● Your goal
Once the data has been read, print it back in full, exactly.

Record extracts below:

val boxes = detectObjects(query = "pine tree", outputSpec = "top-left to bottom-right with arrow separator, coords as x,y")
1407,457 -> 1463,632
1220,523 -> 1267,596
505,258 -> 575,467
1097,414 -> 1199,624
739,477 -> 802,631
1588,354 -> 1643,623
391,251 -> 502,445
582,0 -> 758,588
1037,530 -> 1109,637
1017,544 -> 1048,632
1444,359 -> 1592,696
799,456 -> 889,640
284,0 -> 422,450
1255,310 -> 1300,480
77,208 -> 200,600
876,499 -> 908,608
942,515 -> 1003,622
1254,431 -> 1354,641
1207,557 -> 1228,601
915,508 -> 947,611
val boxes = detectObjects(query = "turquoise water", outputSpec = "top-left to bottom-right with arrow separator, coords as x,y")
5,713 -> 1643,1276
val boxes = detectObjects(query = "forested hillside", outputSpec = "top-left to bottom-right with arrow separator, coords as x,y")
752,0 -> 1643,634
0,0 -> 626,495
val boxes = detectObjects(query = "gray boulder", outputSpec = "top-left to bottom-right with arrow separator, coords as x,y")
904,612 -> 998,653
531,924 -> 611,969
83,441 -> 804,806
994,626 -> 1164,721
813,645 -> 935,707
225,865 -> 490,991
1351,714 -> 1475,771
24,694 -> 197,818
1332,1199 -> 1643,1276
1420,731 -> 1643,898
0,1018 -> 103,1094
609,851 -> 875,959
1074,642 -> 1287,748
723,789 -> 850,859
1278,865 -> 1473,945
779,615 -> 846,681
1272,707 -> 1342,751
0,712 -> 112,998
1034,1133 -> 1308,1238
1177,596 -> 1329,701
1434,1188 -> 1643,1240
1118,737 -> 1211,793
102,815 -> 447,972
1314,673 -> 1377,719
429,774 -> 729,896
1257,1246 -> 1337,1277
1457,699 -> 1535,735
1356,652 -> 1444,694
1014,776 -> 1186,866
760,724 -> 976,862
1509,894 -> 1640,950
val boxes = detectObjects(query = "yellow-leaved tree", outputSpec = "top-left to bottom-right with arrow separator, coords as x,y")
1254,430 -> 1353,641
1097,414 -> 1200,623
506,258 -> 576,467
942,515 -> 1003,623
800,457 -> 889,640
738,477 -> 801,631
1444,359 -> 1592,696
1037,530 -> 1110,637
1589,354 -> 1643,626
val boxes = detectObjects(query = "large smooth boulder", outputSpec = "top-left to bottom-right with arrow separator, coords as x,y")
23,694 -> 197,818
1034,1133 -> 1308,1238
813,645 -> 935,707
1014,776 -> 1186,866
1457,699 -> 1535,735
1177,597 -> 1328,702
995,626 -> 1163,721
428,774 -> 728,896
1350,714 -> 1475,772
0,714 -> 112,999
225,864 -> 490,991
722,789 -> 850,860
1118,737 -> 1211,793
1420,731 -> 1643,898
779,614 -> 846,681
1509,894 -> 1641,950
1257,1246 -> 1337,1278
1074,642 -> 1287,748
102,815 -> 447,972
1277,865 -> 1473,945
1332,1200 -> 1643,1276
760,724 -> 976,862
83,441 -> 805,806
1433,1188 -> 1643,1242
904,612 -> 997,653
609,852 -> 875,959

End of Record extracts.

● Response area
val boxes = detectObjects(query = "pine tree", outputSpec = "top-left to bottom-right with arrow separator, coords as x,y")
1407,457 -> 1463,632
1220,523 -> 1267,596
505,258 -> 575,467
1097,414 -> 1199,624
739,477 -> 802,631
1588,354 -> 1643,623
391,251 -> 502,445
582,0 -> 758,588
1037,530 -> 1109,637
1017,544 -> 1048,632
1444,359 -> 1592,696
799,456 -> 889,640
284,0 -> 422,450
1255,310 -> 1300,480
77,208 -> 200,600
876,499 -> 908,608
942,515 -> 1003,622
1254,431 -> 1354,641
1207,557 -> 1228,601
915,508 -> 947,611
val boxes = detectObjects(query = "turquoise water", outputSpec = "top-left to bottom-right with arrow separator, coords as x,y")
5,713 -> 1643,1276
val boxes = detectObjects(query = "forested hillside", outputSpec = "top-left to bottom-right with arrow separator, coords as x,y")
752,0 -> 1643,634
0,0 -> 626,495
val boxes = detectObjects(query = "gray boulder", outputSpec = "top-left to bottom-right with arrow separator, coords as x,y")
904,612 -> 998,653
531,924 -> 611,969
83,441 -> 804,806
994,626 -> 1164,721
813,645 -> 935,707
225,865 -> 490,991
1351,714 -> 1475,771
24,694 -> 197,818
1332,1199 -> 1643,1276
1420,731 -> 1643,898
0,1018 -> 103,1094
609,851 -> 875,959
1074,642 -> 1287,748
723,789 -> 850,859
1278,865 -> 1473,945
779,615 -> 846,681
1272,707 -> 1342,751
0,712 -> 112,998
1034,1133 -> 1308,1238
1177,596 -> 1329,701
1434,1188 -> 1643,1240
1118,737 -> 1211,793
102,815 -> 447,972
1314,673 -> 1377,719
429,774 -> 729,896
1257,1246 -> 1337,1277
1457,699 -> 1535,735
1356,652 -> 1444,694
1014,776 -> 1186,866
760,724 -> 976,862
1509,894 -> 1640,950
val boxes = detectObjects(query = "yellow-leaved tree", outputSpec = "top-left to bottom-right with arrow separator, coords as x,y")
1254,430 -> 1353,641
1097,414 -> 1200,623
506,258 -> 576,467
942,515 -> 1003,623
800,457 -> 889,640
738,477 -> 801,631
1444,359 -> 1592,696
1037,530 -> 1110,637
1589,354 -> 1643,626
val boxes = detectObjects(query = "large smooth boulder", outputSpec = "top-left to bottom-right with arrow separator, coords as x,y")
23,694 -> 197,818
1034,1133 -> 1308,1238
813,645 -> 935,707
1014,776 -> 1186,866
1457,699 -> 1535,735
1177,597 -> 1328,702
995,626 -> 1163,721
428,774 -> 728,896
1350,714 -> 1475,772
0,714 -> 112,999
225,864 -> 490,991
722,789 -> 850,860
1118,737 -> 1211,793
1420,731 -> 1643,898
779,614 -> 846,681
1509,894 -> 1641,950
1257,1246 -> 1337,1278
1074,642 -> 1287,748
102,815 -> 447,972
1277,865 -> 1473,945
1332,1200 -> 1643,1276
760,724 -> 976,862
83,441 -> 805,806
1433,1188 -> 1643,1242
904,612 -> 997,653
609,852 -> 875,959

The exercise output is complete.